Named-object pointing rows:

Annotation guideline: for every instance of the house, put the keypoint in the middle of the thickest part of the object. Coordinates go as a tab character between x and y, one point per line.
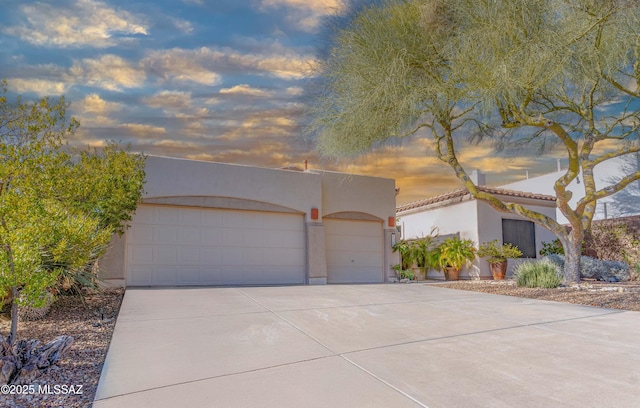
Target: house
622	204
205	223
458	213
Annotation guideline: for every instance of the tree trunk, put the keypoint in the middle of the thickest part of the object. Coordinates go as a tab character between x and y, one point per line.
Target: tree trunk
572	254
14	316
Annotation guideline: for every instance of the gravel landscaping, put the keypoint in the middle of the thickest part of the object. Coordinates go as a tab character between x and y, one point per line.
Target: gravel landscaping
92	323
622	295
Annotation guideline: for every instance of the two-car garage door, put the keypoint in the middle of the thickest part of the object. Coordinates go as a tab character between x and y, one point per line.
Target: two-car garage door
169	245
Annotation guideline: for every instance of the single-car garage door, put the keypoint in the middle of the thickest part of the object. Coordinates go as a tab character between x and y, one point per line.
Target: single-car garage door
169	245
354	251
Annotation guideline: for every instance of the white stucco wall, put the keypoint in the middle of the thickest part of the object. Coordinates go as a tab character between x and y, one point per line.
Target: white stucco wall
173	177
490	228
473	220
604	173
459	218
349	193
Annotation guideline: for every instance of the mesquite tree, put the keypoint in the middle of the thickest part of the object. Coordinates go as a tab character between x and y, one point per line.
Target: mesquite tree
549	73
58	207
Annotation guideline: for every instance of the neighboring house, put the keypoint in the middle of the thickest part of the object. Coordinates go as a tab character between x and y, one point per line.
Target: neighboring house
622	204
458	213
204	223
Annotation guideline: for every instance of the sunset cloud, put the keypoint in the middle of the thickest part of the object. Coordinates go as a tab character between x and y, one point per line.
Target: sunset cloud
109	71
82	23
41	87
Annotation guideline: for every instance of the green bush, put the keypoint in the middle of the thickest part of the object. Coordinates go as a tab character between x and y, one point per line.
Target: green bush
552	248
538	274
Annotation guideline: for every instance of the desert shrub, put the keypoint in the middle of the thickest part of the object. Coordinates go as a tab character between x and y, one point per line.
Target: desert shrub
599	269
614	240
407	274
27	312
552	248
538	274
603	270
635	274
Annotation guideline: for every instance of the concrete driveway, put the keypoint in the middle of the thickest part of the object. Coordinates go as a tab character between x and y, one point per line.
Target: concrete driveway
392	345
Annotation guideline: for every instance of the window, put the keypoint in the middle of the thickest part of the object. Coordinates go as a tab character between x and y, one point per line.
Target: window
521	234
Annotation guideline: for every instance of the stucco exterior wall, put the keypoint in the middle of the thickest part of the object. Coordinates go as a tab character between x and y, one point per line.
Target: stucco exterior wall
180	182
349	193
474	220
490	228
456	218
459	218
172	177
604	173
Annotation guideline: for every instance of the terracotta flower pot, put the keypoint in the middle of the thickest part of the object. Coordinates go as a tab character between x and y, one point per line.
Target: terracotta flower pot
451	273
499	270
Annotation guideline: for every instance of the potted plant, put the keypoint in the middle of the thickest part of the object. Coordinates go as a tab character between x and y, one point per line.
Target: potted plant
406	258
420	249
497	256
453	254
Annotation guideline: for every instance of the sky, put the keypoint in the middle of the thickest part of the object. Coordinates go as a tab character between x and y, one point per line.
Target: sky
216	80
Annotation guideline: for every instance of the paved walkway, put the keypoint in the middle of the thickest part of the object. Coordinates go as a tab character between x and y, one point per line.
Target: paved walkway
392	345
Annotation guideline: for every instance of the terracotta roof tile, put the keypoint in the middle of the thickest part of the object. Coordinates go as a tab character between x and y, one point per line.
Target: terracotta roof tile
463	191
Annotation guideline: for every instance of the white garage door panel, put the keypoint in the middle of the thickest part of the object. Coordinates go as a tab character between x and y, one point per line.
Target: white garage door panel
354	251
195	246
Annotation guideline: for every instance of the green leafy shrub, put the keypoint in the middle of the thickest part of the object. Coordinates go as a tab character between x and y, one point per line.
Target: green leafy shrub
598	269
538	274
552	248
404	273
497	253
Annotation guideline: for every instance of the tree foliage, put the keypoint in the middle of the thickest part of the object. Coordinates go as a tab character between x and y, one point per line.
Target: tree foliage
58	207
544	72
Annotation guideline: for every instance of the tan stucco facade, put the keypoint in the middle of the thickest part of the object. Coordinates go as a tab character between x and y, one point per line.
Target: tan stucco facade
472	219
197	184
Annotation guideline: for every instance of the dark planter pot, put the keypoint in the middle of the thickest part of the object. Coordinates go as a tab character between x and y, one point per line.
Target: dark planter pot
451	273
498	270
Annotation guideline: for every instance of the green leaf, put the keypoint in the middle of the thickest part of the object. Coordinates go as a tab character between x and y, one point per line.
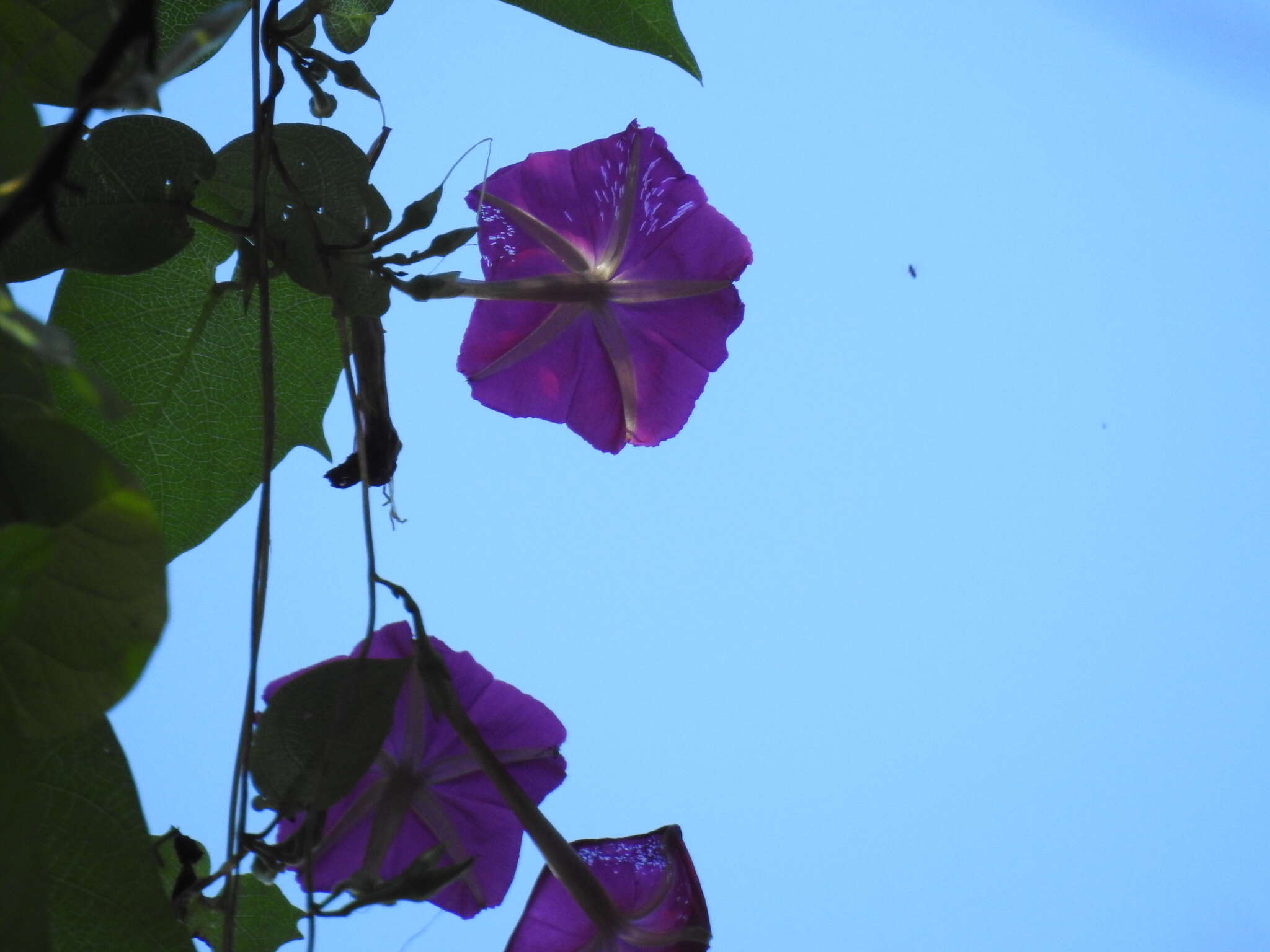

What is being asked: Please write out again every row between the line holding "Annotation guideline: for every instance of the white garage" and the end of the rows, inclusive, multiplying each x and y coordinate by 0.75 and rounding to whole numbers with halves going up. Keep the requests as they are and leave the pictures out.

Response:
Annotation guideline: for every instance of the white garage door panel, put the keypoint in the middle of the thickest part of the object. Coordinates go as a tab character between x and y, one point per line.
Target: white garage door panel
266	188
146	185
Annotation guideline: for every instance of the green leafy shrub, put the keypoint in the middle of the thickest part of the object. Coordinates go as a tab character between x and y, one point per line.
Target: green leafy shrub
449	202
404	206
414	186
303	205
373	190
Annotation guideline: for every instance of the tree foliage, put the keypoint in the middle of the thickest part of the object. Coordinates go as a tab character between x and y, one point per line.
Target: tree foliage
44	155
408	54
Annotation guideline: for every instance of the tan stucco facade, put the keypoint in the middle of the thickest part of the object. Coordinates go as a tab character between x and y, one point per line.
Target: tan stucco facade
354	164
148	138
Annotation guideline: for every instance of the dark planter pot, put the keypoint in the middle of the thickest part of the object. Coordinates go as a tab character between x and y, one point per line.
Target: dark planter pot
338	205
374	203
Annotation guideline: for every instance of the green leaf, put the keypoint in the middle of the thickest part of the object. Coordinates go as a tab character between x and y, one point per line.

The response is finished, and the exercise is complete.